=== ENTRIES SHOWN ===

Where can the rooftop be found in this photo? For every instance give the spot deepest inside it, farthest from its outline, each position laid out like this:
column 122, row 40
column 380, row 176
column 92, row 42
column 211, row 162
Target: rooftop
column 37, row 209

===

§ HOW TO COMPLETE THIS TASK
Each line of the data has to be written out exactly as it appears.

§ SOLUTION TO THIS EXERCISE
Where can the rooftop be found in this photo? For every instance give the spot deepest inside it, farthest from its outline, each position laid out like this:
column 122, row 40
column 380, row 176
column 92, row 42
column 211, row 162
Target: rooftop
column 37, row 209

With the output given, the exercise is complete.